#### Exercise description
Continue the forum thread about 2019 Jetta wheel specs from the point where it stops.

#### Extract provided

# 2019 Jetta wheel specs



## Architex (Oct 22, 2018)

Can anyone confirm the stock 2019 Jetta 16" and 17" wheel specs (bolt pattern, center bore, offsets)? wheel-size.com doesn't list anything for 2019 - they show 2018 models with 1.4 TSi engine, but I'm not sure if that's right. I have a Canadian Execline with 205/55/17's that I want to downsize to "minus 1" for the winter.


----------



## BsickPassat (May 10, 2010)

https://parts.vw.com/accessories/Volkswagen__Jetta/Wheels.html

It tells you which wheels fit and their specs if listed


----------



## Architex (Oct 22, 2018)

BsickPassat said:


> https://parts.vw.com/accessories/Volkswagen__Jetta/Wheels.html
> 
> It tells you which wheels fit and their specs if listed


I don't see any specs other than the diameter and the tire size that fits the rim. I'm looking for offset and width, as well as a confirmation that they are still 5x112 and 57.1 center bore.


----------



## Architex (Oct 22, 2018)

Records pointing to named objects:

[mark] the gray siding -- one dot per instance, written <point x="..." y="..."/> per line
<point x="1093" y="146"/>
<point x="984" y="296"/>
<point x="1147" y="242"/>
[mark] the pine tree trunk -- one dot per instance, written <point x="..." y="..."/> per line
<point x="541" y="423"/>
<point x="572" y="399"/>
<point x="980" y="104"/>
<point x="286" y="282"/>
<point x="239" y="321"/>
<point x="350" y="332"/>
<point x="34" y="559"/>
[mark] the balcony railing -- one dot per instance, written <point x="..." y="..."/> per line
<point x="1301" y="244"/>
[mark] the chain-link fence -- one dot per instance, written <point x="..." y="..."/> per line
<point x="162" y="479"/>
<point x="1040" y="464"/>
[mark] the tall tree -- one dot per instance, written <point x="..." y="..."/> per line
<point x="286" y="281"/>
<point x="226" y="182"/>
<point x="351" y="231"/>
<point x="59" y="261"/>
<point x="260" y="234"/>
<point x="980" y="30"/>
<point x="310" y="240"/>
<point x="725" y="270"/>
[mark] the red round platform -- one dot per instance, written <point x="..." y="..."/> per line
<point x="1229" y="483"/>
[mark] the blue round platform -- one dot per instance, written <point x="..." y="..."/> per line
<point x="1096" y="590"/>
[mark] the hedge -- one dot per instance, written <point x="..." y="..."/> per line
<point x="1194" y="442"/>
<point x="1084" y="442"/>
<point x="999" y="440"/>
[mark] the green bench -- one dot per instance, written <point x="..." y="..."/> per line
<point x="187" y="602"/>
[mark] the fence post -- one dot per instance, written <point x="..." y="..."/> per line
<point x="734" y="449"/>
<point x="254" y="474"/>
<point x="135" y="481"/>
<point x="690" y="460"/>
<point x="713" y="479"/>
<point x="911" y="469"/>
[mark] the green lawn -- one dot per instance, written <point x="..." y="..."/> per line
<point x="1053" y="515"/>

#### Final result
Tire Rack told me in chat that the stock 16" rims were 16x6.5 ET 46. I'm looking at a set of old OEM VW rims with these specs:

Size: 16" X 6.5"
Bolt Pattern: 5 X 112mm
Offset: 50mm

Is the 50mm offset a problem? I know it's only 4 mm, but that's 4mm closer to the brakes and suspension, and I don't know how tight the tolerances are.


----------



## Architex (Oct 22, 2018)

To answer my own question, the 50 mm offset on these wheels (OEM Bionline5) were not a problem at all.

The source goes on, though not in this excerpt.